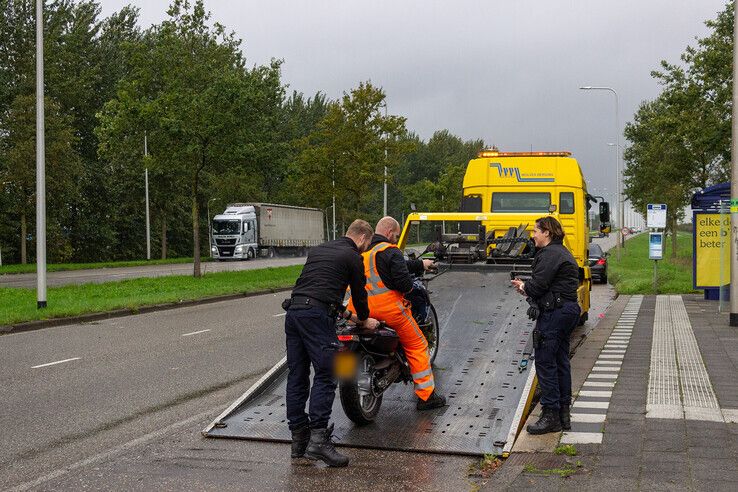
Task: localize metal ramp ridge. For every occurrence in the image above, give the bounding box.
[203,269,535,455]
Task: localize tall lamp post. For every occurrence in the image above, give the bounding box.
[205,198,217,256]
[382,99,387,217]
[580,85,623,260]
[144,130,151,260]
[36,0,46,309]
[729,2,738,326]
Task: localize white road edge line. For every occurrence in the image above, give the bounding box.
[31,357,80,369]
[182,328,210,337]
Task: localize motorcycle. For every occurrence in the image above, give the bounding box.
[336,252,440,425]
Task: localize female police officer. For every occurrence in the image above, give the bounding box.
[512,216,580,434]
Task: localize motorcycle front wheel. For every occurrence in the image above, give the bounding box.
[338,355,382,425]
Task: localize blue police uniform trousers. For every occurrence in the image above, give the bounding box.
[284,306,339,430]
[535,301,580,410]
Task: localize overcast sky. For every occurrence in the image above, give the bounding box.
[99,0,726,202]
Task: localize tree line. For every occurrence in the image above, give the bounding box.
[624,0,734,257]
[0,0,484,275]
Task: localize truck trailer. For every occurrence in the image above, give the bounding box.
[210,203,325,261]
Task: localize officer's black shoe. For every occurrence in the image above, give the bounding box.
[305,424,349,467]
[415,391,446,412]
[292,425,310,458]
[527,407,561,434]
[560,405,571,430]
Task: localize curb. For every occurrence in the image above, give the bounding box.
[0,287,292,336]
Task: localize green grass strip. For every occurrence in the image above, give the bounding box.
[608,232,699,294]
[0,257,212,275]
[0,265,302,326]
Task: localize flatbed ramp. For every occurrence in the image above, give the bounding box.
[203,271,535,455]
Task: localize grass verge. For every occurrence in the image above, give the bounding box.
[0,265,302,326]
[0,257,212,275]
[608,233,697,294]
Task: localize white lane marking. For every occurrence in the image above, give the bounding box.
[561,432,602,444]
[182,328,210,337]
[582,379,615,389]
[31,357,80,369]
[572,401,610,410]
[579,390,612,398]
[571,413,605,424]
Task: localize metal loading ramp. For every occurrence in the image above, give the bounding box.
[203,270,535,455]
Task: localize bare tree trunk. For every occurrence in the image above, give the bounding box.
[192,183,202,278]
[21,214,28,265]
[161,214,167,260]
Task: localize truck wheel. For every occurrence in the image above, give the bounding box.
[338,355,382,425]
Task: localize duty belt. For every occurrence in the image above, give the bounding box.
[290,296,338,316]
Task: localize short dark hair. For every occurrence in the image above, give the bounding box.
[346,219,374,237]
[536,215,566,241]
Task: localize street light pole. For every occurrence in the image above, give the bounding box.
[144,130,151,260]
[205,198,217,257]
[580,85,624,260]
[328,161,336,241]
[730,2,738,326]
[382,100,387,217]
[36,0,46,309]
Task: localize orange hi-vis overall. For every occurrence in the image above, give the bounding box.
[349,243,435,401]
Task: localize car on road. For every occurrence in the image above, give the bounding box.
[589,243,610,284]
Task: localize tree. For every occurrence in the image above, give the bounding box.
[294,82,412,226]
[98,0,284,277]
[0,96,80,264]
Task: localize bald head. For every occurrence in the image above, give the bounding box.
[374,216,400,244]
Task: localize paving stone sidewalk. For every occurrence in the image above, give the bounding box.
[485,295,738,492]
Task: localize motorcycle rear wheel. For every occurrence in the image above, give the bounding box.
[338,355,382,425]
[420,304,441,364]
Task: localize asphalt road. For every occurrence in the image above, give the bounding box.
[0,276,613,491]
[0,257,305,289]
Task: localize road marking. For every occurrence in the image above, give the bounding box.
[182,328,210,337]
[31,357,80,369]
[571,412,606,424]
[561,432,602,444]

◆ What is asked: Retype all the data above line for line, without any changes, and leave out the pictures.

◆ Solution:
Task: localize metal ramp ridge. For every occurrence in the image above, give the bounding box.
[203,269,535,455]
Task: localize tall lamp post. For every occurrence in the image above, give the bounding box.
[205,198,217,256]
[382,99,387,217]
[580,85,623,260]
[144,130,151,260]
[36,0,46,309]
[729,2,738,326]
Task: localize white road edge line. For every occurrence in the image above, give the bounding box.
[31,357,80,369]
[182,328,210,337]
Task: localize motorcycle. For every occurrence in the image above, give the bounding box.
[336,252,440,425]
Task: localize female police officer. For every occurrence in the image above, give the bounding box.
[512,216,580,434]
Task: localize motorcycle front wheel. For every occurrence in the image above, give the bounding box.
[338,355,382,425]
Task: localize blue police uniform trousers. For every occurrence in the image above, give the bounding box.
[284,306,339,430]
[535,301,580,410]
Task: localize overcast sky. For every occurrence in the image above, give the bounding box.
[99,0,726,202]
Task: localize tree line. For every occurrence in the image above, give the bounding box.
[624,0,734,257]
[0,0,484,275]
Task: localize truck trailer. For every occurrence in the image above, give the bounding box.
[210,203,325,261]
Task: localize officer's black shoe. For every occurrence in the image above, give the bounding box.
[305,424,349,467]
[415,391,446,412]
[292,425,310,458]
[527,407,561,434]
[560,405,571,430]
Task: localize curb. For every occurrence in the image above, give the bounding box.
[0,287,292,336]
Task: localize green grass strip. For every occurrence in the image above, give the bounding box.
[608,232,699,294]
[0,257,212,275]
[0,265,302,326]
Task: localize flatbed ramp. For every occurrence in the image above, give the bounding box.
[203,271,535,455]
Task: localize grass verge. For every occurrence in the image above, give the bounding box.
[0,265,302,326]
[0,257,212,275]
[608,233,697,294]
Task: localize white lane marking. For every occurrence in the image above, give the bounding box.
[561,432,602,444]
[182,328,210,337]
[582,379,615,389]
[31,357,80,369]
[572,401,610,410]
[579,390,612,398]
[571,413,605,424]
Task: localize metal loading ramp. For every occurrence in the image above, give the bounding box.
[203,270,535,455]
Task: localize bare tree trunk. For every occurrence in the image above, give the bounding box.
[192,183,202,278]
[21,214,28,265]
[161,214,167,260]
Task: localize truck wheel. For every occurrence in the image above, give the bounding box.
[338,355,382,425]
Task: localize duty belt. For every occurrence in the image above, give the bounding box.
[290,296,338,316]
Task: localize short dark hair. For every occurrence in the image above, give the bounding box.
[346,219,374,237]
[536,215,566,241]
Task: localize street light pole. For every occurrence in the image above, give the bounding box.
[144,130,151,260]
[205,198,217,257]
[580,85,624,260]
[328,161,336,241]
[730,2,738,326]
[382,100,387,217]
[36,0,46,309]
Task: localize orange hi-vis overall. For every occurrence in the image above, give the bounding box.
[349,243,435,401]
Task: localize car on road. For every occurrence in the image above, give the bounding box.
[589,243,610,284]
Task: localize tree. For every occurrence in the image above, give the bounding box.
[294,82,412,226]
[98,0,284,277]
[0,96,80,264]
Task: localize bald head. For every occurrence in the image above, give the bounding box.
[374,216,400,244]
Task: localize paving stone sidewalk. For every occurrence in the image above, give the bounding box.
[485,295,738,492]
Task: localize motorcycle rear wheel. For every occurrence in the image above, give the bounding box.
[338,355,382,425]
[420,304,441,364]
Task: localize asphalt road. For every occurrence in the image above, give the bounding box.
[0,276,613,491]
[0,257,305,289]
Task: localize road marking. For every occurrence in the image above, give the bounding box.
[182,328,210,337]
[31,357,80,369]
[571,412,606,424]
[561,432,602,444]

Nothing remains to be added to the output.